### PAGE
34. The Government will make a progress report in December 2007 in line with that required to respond to the OFT. This response is not the Government's final word, but the beginning of a phase of policy activity to work through the Review's recommendations and their consequences. Subsequent reports will be made at six-monthly intervals until the recommendations are fully implemented and an assessment of their effect can be made. This response does not stand alone but should be read alongside the Government's response to the OFT's 2006 report The commercial use of public information.

RESPONSE TO SPECIFIC RECOMMENDATIONS

Recommendation 1. To improve service delivery and communication with the public, the Central Office of Information (COI), in partnership with the Office of Public Sector Information (OPSI), should coordinate the development of experimental partnerships between major departments and user-generated sites in key policy areas including parenting advice (Department for Education and Skills (DfES)), services for young people, and healthcare (Department of Health (DH)).

[Object location annotation records]
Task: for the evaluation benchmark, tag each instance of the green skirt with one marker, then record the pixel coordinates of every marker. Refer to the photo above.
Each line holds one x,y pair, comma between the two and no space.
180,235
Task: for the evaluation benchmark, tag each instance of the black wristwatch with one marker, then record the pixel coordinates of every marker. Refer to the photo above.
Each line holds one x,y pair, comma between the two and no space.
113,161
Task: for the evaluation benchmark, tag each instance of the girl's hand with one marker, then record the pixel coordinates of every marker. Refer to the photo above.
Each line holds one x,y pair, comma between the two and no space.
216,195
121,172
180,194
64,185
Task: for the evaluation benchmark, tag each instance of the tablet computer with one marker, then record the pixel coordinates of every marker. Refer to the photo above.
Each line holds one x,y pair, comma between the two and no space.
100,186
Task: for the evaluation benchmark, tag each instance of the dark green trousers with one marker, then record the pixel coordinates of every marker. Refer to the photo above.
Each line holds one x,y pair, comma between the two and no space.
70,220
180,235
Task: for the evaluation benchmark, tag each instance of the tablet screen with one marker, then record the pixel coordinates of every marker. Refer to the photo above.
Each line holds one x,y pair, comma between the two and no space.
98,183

==

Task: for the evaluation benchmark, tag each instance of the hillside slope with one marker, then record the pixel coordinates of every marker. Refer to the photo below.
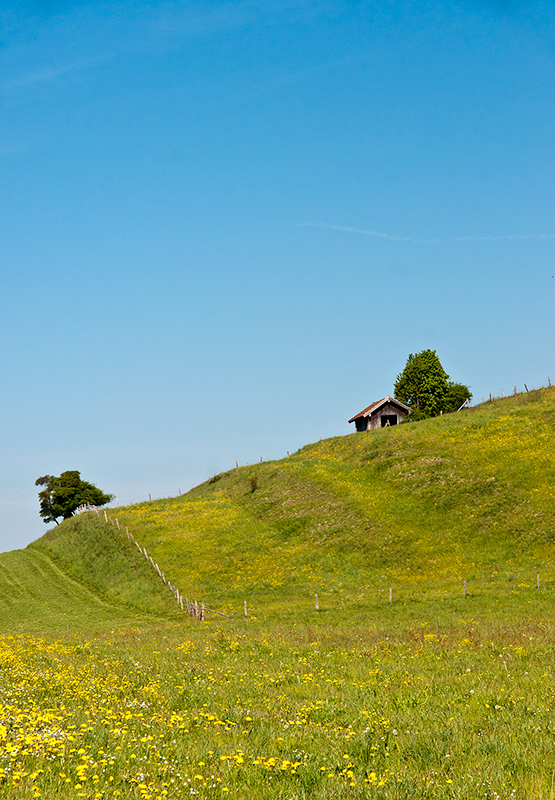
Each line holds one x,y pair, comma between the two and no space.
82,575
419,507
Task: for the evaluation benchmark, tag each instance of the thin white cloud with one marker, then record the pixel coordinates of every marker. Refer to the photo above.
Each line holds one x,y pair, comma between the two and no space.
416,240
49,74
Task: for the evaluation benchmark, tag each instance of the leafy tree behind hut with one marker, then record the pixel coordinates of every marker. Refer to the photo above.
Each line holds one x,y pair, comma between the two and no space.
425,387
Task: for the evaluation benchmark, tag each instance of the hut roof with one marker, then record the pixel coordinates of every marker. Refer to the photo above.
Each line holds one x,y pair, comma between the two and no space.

### OBJECTIVES
a) Answer these questions about the government response passage:
(i) When will the Government make a progress report?
(ii) At what interval will later reports be made?
(iii) Which two bodies does Recommendation 1 say should coordinate the experimental partnerships?
b) According to the government response passage, why should experimental partnerships be developed between major departments and user-generated sites?
c) Extend the government response passage from where it stops.

### RESPONSES TO THE EXERCISE
a)
(i) In December 2007.
(ii) Every six months, until the recommendations are fully implemented and their effect can be assessed.
(iii) The Central Office of Information (COI), in partnership with the Office of Public Sector Information (OPSI).

b) The purpose is to improve service delivery and communication with the public. The partnerships would cover key policy areas, including parenting advice, services for young people and healthcare.

c)
Accept
This recommendation moves government from taking a passive role in this area to actively encouraging experimental partnerships between public bodies and the creators of user-generated information, in particular consulting sensitively with user groups and learning from them. Government will also consider how the insight and enthusiasm of those engaged in online self-help could inform the design, delivery and governance of public services.
COI welcomes the opportunity to work with OPSI in developing experimental partnerships between user-generated sites and major departments. COI will, on behalf of government departments, and in consultation with policy owners, identify opportunities in this area that may be developed. COI is already coordinating the development of one such service for young people with DfES, DH and the Home Office.
enable central government and public sector bodies to secure policy objectives through achieving maximum communication effectiveness and best value for money.
In this context, COI will work with departments to produce an overarching strategic approach for government in this new area of communications. Through the Minister for the Cabinet Office, COI will bring this strategy for discussion to the appropriate Cabinet Committee by winter 2007.
Where resources are available, OPSI is well positioned to provide specialist advice, guidance and support to all those involved in such partnerships, in particular about intellectual property rights and the re-use of public sector information. These issues are often perceived as barriers, but such barriers are rarely insurmountable. The role for OPSI here is to encourage, inform, facilitate and reassure both departments and site creators.
These commissioning and procurement issues will be informed by the work of the Department of Trade and Industry's Effective Content Initiative.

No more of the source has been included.